Copy each entry below without any change.

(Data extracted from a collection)
◆ ◆ ◆
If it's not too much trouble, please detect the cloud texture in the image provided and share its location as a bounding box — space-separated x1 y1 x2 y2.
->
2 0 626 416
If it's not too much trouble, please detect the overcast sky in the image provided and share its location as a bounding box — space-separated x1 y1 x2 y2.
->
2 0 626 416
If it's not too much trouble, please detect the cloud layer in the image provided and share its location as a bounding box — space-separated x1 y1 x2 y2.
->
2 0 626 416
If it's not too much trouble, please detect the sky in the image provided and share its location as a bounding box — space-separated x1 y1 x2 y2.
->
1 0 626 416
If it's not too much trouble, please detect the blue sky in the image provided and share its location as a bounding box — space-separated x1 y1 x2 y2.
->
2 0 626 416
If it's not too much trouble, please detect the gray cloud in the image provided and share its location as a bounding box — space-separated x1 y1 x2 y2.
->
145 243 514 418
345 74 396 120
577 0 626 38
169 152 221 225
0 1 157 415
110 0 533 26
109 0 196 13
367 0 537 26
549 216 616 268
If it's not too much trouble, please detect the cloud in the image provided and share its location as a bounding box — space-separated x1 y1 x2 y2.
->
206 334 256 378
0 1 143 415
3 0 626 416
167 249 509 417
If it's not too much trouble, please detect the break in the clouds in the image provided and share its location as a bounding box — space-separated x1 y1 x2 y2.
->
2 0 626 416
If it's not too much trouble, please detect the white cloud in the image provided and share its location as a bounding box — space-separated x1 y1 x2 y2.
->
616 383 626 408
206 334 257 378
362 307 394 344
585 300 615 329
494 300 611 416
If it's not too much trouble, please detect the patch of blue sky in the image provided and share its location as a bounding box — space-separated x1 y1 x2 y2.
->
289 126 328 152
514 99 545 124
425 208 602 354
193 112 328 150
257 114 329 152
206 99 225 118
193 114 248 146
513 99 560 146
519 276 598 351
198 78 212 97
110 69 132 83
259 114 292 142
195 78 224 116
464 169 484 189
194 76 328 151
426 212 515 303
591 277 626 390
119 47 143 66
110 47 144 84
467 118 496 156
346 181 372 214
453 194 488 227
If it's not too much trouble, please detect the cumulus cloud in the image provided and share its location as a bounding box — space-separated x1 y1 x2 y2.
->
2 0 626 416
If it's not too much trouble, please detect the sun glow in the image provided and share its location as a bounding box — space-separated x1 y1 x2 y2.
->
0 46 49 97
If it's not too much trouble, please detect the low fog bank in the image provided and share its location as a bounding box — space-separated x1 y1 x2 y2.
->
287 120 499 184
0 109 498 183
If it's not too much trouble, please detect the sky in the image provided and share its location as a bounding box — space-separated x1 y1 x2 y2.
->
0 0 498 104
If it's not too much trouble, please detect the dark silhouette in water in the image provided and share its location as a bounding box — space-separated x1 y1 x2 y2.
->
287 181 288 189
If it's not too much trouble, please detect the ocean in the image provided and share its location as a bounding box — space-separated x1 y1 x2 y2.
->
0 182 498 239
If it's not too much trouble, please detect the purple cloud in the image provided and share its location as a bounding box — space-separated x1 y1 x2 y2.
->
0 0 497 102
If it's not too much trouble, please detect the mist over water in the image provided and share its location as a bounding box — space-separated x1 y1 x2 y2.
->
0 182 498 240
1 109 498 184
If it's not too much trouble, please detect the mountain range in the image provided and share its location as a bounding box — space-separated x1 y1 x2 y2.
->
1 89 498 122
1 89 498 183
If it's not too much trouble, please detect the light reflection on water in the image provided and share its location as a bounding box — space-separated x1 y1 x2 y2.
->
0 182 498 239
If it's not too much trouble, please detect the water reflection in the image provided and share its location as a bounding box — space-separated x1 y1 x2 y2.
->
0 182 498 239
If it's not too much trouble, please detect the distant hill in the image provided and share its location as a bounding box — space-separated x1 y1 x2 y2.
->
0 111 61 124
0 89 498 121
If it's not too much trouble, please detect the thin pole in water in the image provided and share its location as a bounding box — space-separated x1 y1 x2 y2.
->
◆ ◆ ◆
# Task response
If it's not too much trouble, please detect the cloud texture in the image provided and share its location as a bounding box — space-separated x1 y1 x2 y2.
->
2 0 626 416
If it's not too much trouble, please detect the overcast sky in the image provided and share its location as a bounding box — space-separated x1 y1 x2 y2.
->
2 0 626 416
If it's not too much trouble, please detect the cloud layer in the image provided and share its location as a bounding box — space-separated x1 y1 x2 y2.
->
2 0 626 416
If it's not too much trouble, please detect the sky in the image provided and share its location as a bounding box — space-separated x1 y1 x2 y2.
->
1 0 626 416
If it's not too much trouble, please detect the blue sky in the image provided and share its location as a bounding box — space-separated x1 y1 x2 y2.
->
2 0 626 416
If it's not too much trouble, please detect the gray cloud in the image provided and share its location as a bounding box — space-separated x1 y1 x2 y2.
->
145 243 514 418
345 74 396 120
577 0 626 38
169 152 221 225
0 1 157 415
110 0 533 26
109 0 196 13
367 0 537 26
549 216 616 268
If it's not too much trouble, please detect the cloud in the image provided and share its location as a bounding box — space-separated x1 y1 x2 y2.
->
206 334 256 378
0 1 143 415
3 0 626 416
167 249 509 417
If it's not too much trouble, please detect the break in the clouds in the image provided and share its location as a bounding box — space-separated x1 y1 x2 y2.
->
2 0 626 416
If it's not too much trouble, please detect the white cloud in the image provided and share its location as a bounding box — space-separated x1 y1 x2 y2.
->
616 383 626 408
206 334 257 378
362 307 394 344
585 300 615 329
494 300 611 416
If it's not too much trouble, please detect the patch of blue sky in the image provided and share its location as a bounding box — space-separated x1 y1 x2 y2.
->
289 126 328 152
514 99 545 124
425 208 602 354
193 112 328 150
257 114 329 152
206 99 225 118
193 114 248 146
513 99 560 146
519 276 598 351
198 78 212 97
110 69 132 83
259 114 292 142
195 78 224 116
464 169 484 189
194 76 328 151
426 212 515 303
591 277 626 390
119 47 143 66
110 47 144 84
467 118 496 156
346 181 372 214
453 194 488 227
If it's not too much trouble, please detect the cumulus cloud in the image provided and share its location as a bounding box — space-separated x1 y1 x2 y2.
->
2 0 626 416
If it's not too much trouble, please detect the sun glow in the image provided and share its location as a bounding box — space-separated x1 y1 x2 y2.
->
0 46 49 97
If it's not too much trouble, please detect the low fog bank in the image provided and share its location as a bounding box — space-separated x1 y1 x2 y2.
->
287 120 499 184
0 109 498 183
If it's not too much trouble, please detect the sky in the image provided and share its location as a bounding box — space-separated x1 y1 x2 y2.
->
0 0 498 104
If it's not too much trouble, please detect the dark silhouette in water in the image provided and share its location as a bounding box — space-separated x1 y1 x2 y2.
->
287 181 288 189
If it's not too much trouble, please detect the ocean in the image provided and share its location as a bounding box — space-separated x1 y1 x2 y2.
->
0 182 498 239
If it's not too much trouble, please detect the purple cloud in the image provided and share its location as a bounding box — space-separated x1 y1 x2 y2.
->
0 0 497 102
If it's not too much trouble, please detect the mist over water in the image provided and share its location as a bounding box — space-separated x1 y1 x2 y2.
->
0 182 498 240
1 109 498 184
If it's not too much trouble, please detect the mountain range in the image provided and share its location as a bounding box — space-separated x1 y1 x2 y2.
->
1 89 498 122
1 89 498 183
If it's not too much trouble, please detect the light reflection on water in the image provided and share its location as a bounding box — space-separated x1 y1 x2 y2.
->
0 182 498 239
If it's not too much trouble, please detect the water reflection in the image provided and share its location as a bounding box — space-separated x1 y1 x2 y2.
->
0 182 498 239
If it's not too much trouble, please detect the distant hill in the image provided and share its location as a bounding box — space-separated x1 y1 x2 y2.
->
0 111 61 124
0 89 498 121
If it's not too much trouble, please detect the thin pole in water in the image provided and share its location as a bounding box — space-separated x1 y1 x2 y2.
->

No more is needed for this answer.